Task material >>
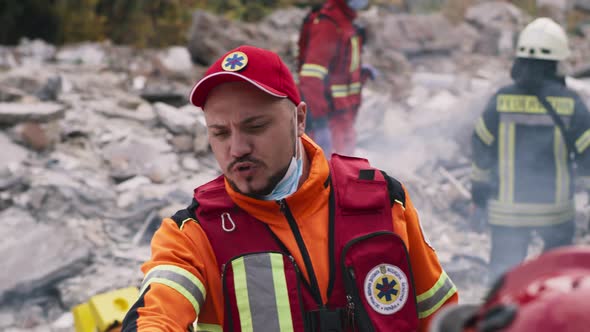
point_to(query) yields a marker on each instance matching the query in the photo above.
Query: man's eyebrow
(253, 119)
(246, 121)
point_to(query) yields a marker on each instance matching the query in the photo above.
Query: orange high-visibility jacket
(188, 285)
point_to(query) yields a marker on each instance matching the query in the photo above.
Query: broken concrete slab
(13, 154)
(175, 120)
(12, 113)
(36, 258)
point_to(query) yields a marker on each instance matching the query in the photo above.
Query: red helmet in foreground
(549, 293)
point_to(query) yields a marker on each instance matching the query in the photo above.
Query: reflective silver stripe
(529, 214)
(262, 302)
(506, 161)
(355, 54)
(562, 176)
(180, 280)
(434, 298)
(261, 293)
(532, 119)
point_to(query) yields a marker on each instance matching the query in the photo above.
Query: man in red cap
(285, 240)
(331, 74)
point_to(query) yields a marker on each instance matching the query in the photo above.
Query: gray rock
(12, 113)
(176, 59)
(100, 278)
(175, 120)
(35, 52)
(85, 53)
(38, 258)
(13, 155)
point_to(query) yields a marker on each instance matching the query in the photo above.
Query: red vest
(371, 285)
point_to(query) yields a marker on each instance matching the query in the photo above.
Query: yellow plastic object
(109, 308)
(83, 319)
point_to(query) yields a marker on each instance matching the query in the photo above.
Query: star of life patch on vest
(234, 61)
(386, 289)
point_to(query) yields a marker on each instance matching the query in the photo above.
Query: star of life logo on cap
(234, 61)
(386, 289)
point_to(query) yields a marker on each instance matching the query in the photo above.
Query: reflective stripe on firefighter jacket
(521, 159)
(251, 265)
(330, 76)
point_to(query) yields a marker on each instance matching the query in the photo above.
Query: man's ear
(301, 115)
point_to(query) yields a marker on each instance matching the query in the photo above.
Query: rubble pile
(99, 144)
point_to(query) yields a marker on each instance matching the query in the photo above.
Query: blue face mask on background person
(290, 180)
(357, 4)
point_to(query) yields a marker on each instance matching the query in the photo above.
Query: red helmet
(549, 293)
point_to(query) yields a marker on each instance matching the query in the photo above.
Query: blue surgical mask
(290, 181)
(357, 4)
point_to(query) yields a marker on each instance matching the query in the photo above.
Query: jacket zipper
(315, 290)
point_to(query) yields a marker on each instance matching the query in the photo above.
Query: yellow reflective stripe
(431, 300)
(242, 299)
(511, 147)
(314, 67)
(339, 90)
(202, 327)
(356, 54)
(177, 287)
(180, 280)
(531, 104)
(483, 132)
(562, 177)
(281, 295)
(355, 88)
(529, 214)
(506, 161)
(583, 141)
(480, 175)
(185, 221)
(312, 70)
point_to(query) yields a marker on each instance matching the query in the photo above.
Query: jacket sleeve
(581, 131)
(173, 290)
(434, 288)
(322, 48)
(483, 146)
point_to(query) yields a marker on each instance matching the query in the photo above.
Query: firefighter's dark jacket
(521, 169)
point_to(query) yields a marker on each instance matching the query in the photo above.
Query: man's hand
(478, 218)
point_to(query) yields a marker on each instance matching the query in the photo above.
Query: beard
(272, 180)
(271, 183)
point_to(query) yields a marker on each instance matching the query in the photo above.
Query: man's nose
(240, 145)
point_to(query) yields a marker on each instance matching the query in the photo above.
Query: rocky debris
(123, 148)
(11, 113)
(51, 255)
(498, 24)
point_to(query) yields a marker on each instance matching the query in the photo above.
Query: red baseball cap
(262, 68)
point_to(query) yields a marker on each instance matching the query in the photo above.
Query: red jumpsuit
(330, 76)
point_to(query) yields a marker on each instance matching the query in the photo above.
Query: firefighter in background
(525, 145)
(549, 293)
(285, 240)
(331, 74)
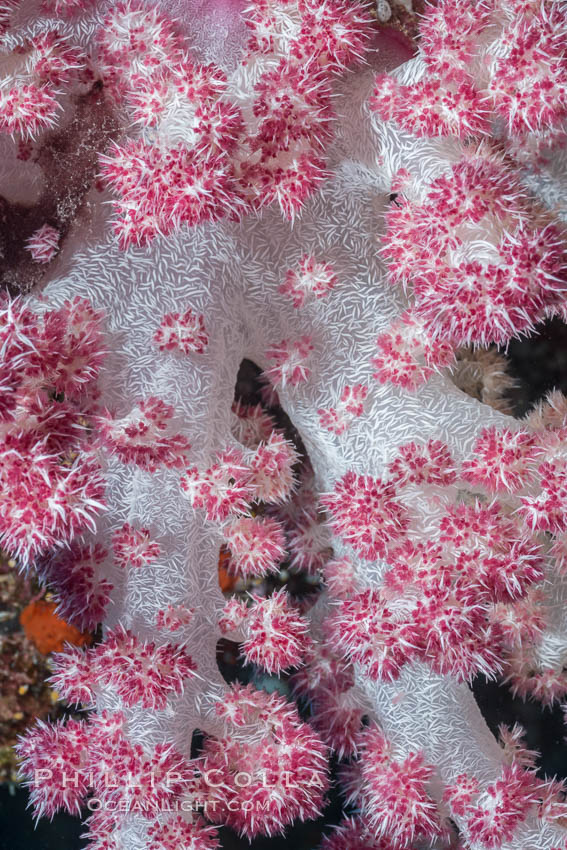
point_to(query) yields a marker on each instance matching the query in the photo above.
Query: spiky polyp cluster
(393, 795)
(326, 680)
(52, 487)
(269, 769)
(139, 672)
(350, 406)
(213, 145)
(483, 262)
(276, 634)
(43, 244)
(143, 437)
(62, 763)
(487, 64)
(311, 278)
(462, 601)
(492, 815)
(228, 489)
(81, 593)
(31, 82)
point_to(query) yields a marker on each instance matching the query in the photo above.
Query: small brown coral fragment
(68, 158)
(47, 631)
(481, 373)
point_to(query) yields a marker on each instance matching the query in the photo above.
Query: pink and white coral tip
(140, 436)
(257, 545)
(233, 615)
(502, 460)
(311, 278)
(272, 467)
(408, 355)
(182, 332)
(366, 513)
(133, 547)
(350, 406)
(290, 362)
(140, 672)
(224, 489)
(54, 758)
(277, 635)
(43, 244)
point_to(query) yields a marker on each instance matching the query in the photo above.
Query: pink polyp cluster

Directions >>
Write out the material exactly, excluding pictures.

Task answer >>
point_to(query) yields a marker on each instance matching the query in the photo above.
Query: man's eyebrow
(253, 119)
(246, 121)
point_to(query) yields a marker on each instance matching the query in the photo above.
Query: orange high-visibility jacket
(188, 285)
point_to(query) yields a marker on each instance matching the query in the photo above.
Query: broken concrete slab
(13, 154)
(175, 120)
(12, 113)
(36, 258)
point_to(query) yields a marker on each instance matching the query in the photo above.
Query: red helmet in foreground
(549, 293)
point_to(query) yields a marker on each instance matching the query in the photo above.
Query: reflective silver stripe
(529, 214)
(262, 302)
(506, 161)
(355, 54)
(562, 176)
(180, 280)
(434, 298)
(261, 293)
(532, 119)
point_to(query) yields a marker on each instance matching the query in the photo above.
Query: man in red cap
(285, 240)
(331, 74)
point_to(query) yields a marker on each instance matching the query in the photo above.
Query: gray rock
(12, 113)
(176, 59)
(100, 278)
(175, 120)
(35, 52)
(85, 53)
(38, 258)
(13, 155)
point_to(query) yields a marker on each instance matching the query in the photo above.
Query: red vest
(371, 285)
point_to(query) yields a marker on each instance matching the query in the photo above.
Query: yellow plastic object
(109, 308)
(83, 319)
point_to(query) yields a marker on each instance matching the query in the photo above.
Query: star of life patch on vest
(234, 61)
(386, 289)
point_to(query) yields a marker on each instance matching the query in the photo above.
Query: star of life logo on cap
(234, 61)
(386, 289)
point_to(query) yields a marker on each instance matching the query in the photo above.
Query: reflective stripe on firefighter jacket
(521, 159)
(251, 265)
(330, 76)
point_to(query) yields a marker on each instance matching the query in the photo above.
Query: man's ear
(301, 115)
point_to(query) yields a marker on each instance matching the query in the photo above.
Query: rubble pile
(99, 144)
point_to(query) yields a marker on each instance matching the query in the photo above.
Query: blue face mask on background person
(290, 180)
(357, 4)
point_to(query) yields a marker on each instance matching the query in the photo above.
Query: red helmet
(549, 293)
point_to(query) yields a marker on each instance matching the query in the photo above.
Query: blue surgical mask
(290, 181)
(357, 4)
point_to(query) yields a marker on each instance matching the query in the photo above.
Query: jacket zipper
(315, 290)
point_to(query) yields a marker on each instance matching the query in the photo above.
Query: yellow reflective stripe
(431, 300)
(242, 299)
(511, 147)
(314, 67)
(339, 90)
(202, 327)
(356, 54)
(177, 287)
(180, 280)
(531, 104)
(483, 132)
(562, 177)
(281, 295)
(355, 88)
(529, 214)
(506, 161)
(583, 141)
(480, 175)
(185, 221)
(312, 70)
point_to(query) yields a marker on each instance matching the query in the photo above.
Query: jacket sleeve
(581, 131)
(173, 290)
(434, 288)
(322, 48)
(483, 146)
point_to(query) yields a marker on each instance matching the query in the photo above.
Query: firefighter's dark jacket
(521, 169)
point_to(query) yields a marker on each instance matching the query in the photo above.
Query: man's hand
(478, 218)
point_to(query) yields a marker on each instance matching the query in the photo above.
Query: beard
(272, 180)
(271, 183)
point_to(query) yields a marker on each instance matching the query in the photo above.
Query: man's nose
(240, 145)
point_to(query) yields a marker on each instance matching the query in the photo above.
Query: rocky debris
(123, 148)
(11, 113)
(51, 255)
(498, 24)
point_to(query) yields a marker on each instance matching the query in the photo above.
Query: red baseball cap
(262, 68)
point_to(query) yields a marker on each instance matching the query in the photo above.
Query: red jumpsuit
(330, 76)
point_to(query) yields a marker on each instance matching the query in the photo above.
Query: firefighter in background
(525, 145)
(549, 293)
(285, 240)
(331, 74)
point_to(query) yields a marker on each instance matching the query in the photo above.
Query: spiky polyp cluster
(393, 795)
(326, 680)
(52, 487)
(269, 769)
(139, 672)
(350, 406)
(213, 145)
(483, 262)
(276, 634)
(43, 244)
(143, 437)
(62, 763)
(487, 64)
(311, 278)
(462, 601)
(492, 815)
(228, 489)
(81, 593)
(31, 82)
point_to(query) yields a marker on each instance matching the query in the photo above.
Query: small brown coral fragment
(68, 158)
(47, 631)
(481, 373)
point_to(query) yields a marker on each instance matching the query in the photo above.
Query: pink and white coral tip
(140, 436)
(257, 545)
(233, 615)
(502, 460)
(311, 278)
(272, 467)
(408, 355)
(182, 332)
(366, 513)
(133, 547)
(350, 406)
(290, 362)
(140, 672)
(224, 489)
(54, 758)
(277, 635)
(43, 244)
point_to(query) yields a marker on each instance matching the query in the photo above.
Query: pink polyp cluster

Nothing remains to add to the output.